| Short exercise 1 |
Reproduce the passage of the message about inout from "Hehe, ok, so" up to and including "Sorry my bad!".

| Quoted text |

On Tuesday, 31 July 2018 at 21:54:54 UTC, Steven Schveighoffer
wrote:
Because inout is trying to combine all mutability modifiers
into one. You want to specify the type, not the mutability, in
the template parameter T.
Ahhh. Ok I see... I think.
This doesn't make sense. Can you post runnable code?
Hehe, ok, so I fell victim to compiler generating an error for
number 3 and then nothing else :p But yes you're right, if I
comment out number 3 then 6 errors as well. Sorry my bad!
When I go back to your original failing example, and replace
the 3 with immutable(int)(3), it still fails.
So for 3, compiler sees the instantiation:
inout(W!(immutable int)) wrap(immutable(int))
If I understood you correctly?
Yes. You can see for yourself with pragma msg:
pragma(msg, typeof(t)); // immutable(int)

| Stored records |

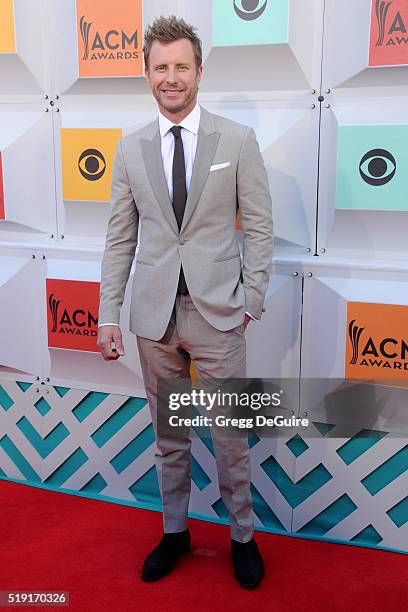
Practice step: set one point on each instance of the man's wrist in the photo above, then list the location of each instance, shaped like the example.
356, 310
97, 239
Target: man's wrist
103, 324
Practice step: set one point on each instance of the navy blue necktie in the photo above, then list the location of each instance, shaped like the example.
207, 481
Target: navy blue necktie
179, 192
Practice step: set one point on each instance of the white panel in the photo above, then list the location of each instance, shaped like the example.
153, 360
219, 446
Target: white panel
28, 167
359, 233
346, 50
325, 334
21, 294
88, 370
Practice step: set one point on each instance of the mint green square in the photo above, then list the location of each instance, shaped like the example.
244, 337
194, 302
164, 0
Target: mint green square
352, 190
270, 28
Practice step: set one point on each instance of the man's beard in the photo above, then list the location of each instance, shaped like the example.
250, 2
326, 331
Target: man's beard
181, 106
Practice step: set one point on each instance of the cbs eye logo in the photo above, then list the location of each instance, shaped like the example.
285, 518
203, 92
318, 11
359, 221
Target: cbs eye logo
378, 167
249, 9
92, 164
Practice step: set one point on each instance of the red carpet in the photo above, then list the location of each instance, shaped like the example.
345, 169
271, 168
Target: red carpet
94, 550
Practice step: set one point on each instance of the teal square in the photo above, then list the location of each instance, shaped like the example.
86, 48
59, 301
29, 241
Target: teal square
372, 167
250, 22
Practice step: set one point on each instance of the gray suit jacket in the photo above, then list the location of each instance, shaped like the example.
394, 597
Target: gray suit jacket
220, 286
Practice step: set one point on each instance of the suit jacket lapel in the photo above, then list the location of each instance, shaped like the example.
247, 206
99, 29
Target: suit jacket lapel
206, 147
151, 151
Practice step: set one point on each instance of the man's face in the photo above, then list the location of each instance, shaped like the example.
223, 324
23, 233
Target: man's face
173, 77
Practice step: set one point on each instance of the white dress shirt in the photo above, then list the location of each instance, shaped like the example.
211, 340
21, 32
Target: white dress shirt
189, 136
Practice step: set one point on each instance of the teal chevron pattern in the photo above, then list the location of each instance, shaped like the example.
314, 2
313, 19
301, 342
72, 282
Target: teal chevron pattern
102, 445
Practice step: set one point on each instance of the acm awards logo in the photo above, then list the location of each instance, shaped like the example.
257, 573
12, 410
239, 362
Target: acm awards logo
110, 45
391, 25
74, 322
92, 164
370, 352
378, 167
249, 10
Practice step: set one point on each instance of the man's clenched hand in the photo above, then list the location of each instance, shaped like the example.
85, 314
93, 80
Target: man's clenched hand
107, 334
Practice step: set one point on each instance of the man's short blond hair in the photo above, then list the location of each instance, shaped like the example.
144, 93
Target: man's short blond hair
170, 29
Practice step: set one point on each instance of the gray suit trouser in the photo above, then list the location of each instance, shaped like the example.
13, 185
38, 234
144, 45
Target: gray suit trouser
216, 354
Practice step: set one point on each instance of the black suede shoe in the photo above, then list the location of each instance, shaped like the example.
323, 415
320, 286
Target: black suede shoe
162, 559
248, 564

| Short exercise 2 |
Rewrite the rows from the line with "suit trouser in" through the end of the rows, keeping the requests and their sample numbers as they are. Multiply each coordinate in the answer points by 0.35 and round to whole numbers, with halves rounding up, and give only these lines.

| Correct response 1 |
Hehe, ok, so I fell victim to compiler generating an error for
number 3 and then nothing else :p But yes you're right, if I
comment out number 3 then 6 errors as well. Sorry my bad!

| Correct response 2 |
Practice step: set one point on each instance of the gray suit trouser in the photo above, then list the location of each instance, shaped like the example.
13, 185
38, 234
144, 45
Target: gray suit trouser
76, 124
Practice step: set one point on each instance of the black suede shoe in the photo above, then list the location of each instance, shaped like the example.
323, 415
320, 286
Target: black suede shoe
57, 196
87, 197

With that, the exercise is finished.